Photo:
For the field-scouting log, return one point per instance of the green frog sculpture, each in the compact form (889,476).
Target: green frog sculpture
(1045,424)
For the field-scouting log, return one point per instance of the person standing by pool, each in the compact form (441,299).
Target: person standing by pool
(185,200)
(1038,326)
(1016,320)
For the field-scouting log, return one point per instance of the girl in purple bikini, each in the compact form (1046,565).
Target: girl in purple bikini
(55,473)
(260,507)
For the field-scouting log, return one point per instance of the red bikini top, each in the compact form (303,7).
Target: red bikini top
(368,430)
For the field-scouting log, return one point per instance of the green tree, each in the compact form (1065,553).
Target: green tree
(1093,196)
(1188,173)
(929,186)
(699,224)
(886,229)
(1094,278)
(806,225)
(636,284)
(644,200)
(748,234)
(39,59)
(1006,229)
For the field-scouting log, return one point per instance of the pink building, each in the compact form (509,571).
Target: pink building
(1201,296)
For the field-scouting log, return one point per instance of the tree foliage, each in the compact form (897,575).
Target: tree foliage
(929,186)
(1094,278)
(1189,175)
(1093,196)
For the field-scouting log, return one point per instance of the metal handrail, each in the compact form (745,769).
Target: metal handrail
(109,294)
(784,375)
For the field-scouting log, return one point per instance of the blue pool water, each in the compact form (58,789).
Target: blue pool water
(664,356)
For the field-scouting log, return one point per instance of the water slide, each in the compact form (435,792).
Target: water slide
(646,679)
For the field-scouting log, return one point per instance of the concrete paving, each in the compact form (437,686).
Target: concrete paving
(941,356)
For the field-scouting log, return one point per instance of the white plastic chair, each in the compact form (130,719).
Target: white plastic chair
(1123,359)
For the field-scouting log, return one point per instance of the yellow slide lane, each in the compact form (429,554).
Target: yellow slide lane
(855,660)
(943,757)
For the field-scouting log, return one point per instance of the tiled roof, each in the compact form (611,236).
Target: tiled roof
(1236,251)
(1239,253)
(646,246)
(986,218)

════════════════════

SHORT EXERCISE ::
Convert the lines above into a numbered list, leaving out any blank lines.

RESPONSE BELOW ::
1. Photo:
2. For the field-scouting log, return one point per instance of the green frog sculpture, each in the compact form (889,476).
3. Target: green frog sculpture
4. (1045,424)
5. For the field-scouting log, return one point per instance of the person standing by pool, each in the compact form (441,299).
6. Target: person standing by pool
7. (185,200)
8. (1038,326)
9. (1016,320)
10. For the field-scouting log, return one point per instance of the girl in purple bikini, each in the compact form (1046,565).
11. Target: girl in purple bikini
12. (55,473)
13. (260,507)
14. For the field-scouting log, return one point per instance of the red bikini top, each in the compact form (303,7).
15. Target: red bikini top
16. (368,430)
17. For the field-scouting log, return one point per instance of the green tree, each in the compact form (1065,553).
18. Target: green tree
19. (1093,196)
20. (1188,173)
21. (929,186)
22. (699,224)
23. (886,229)
24. (1094,278)
25. (806,225)
26. (636,284)
27. (644,200)
28. (748,234)
29. (39,59)
30. (1006,229)
31. For the field-scouting log, return one point per instance of the pink building, each in the compact form (509,571).
32. Target: pink building
33. (1201,296)
34. For the field-scouting log, return one point per instance of the tree foliage, each in the compact form (897,575).
35. Target: tree foliage
36. (929,186)
37. (1094,278)
38. (1189,175)
39. (1093,196)
40. For the field-scouting log, return one point per instance of the metal handrail, each in the compact form (745,769).
41. Target: metal handrail
42. (109,294)
43. (784,375)
44. For the field-scouting log, return one point per instance of the blue pool water, each in the compact form (58,789).
45. Target: blue pool water
46. (664,356)
47. For the field-scouting log, return one point per instance of the water slide, each in the compact form (435,792).
48. Target: water slide
49. (646,679)
50. For the field-scouting log, return one point per instance of the concrete paving, each in the compact form (437,686).
51. Target: concrete paving
52. (941,356)
53. For the field-scouting log, return one point per instance of the white plastic chair, each in the compact form (130,719).
54. Target: white plastic chair
55. (1123,359)
56. For the field-scouting log, return one point per instance of the yellow slide lane, each in the compact form (429,554).
57. Target: yellow slide lane
58. (855,660)
59. (943,757)
60. For the field-scouting log, return one point per instance of the tiled roof, each in the compact form (611,236).
61. Target: tiled roof
62. (1236,251)
63. (1239,253)
64. (646,246)
65. (986,218)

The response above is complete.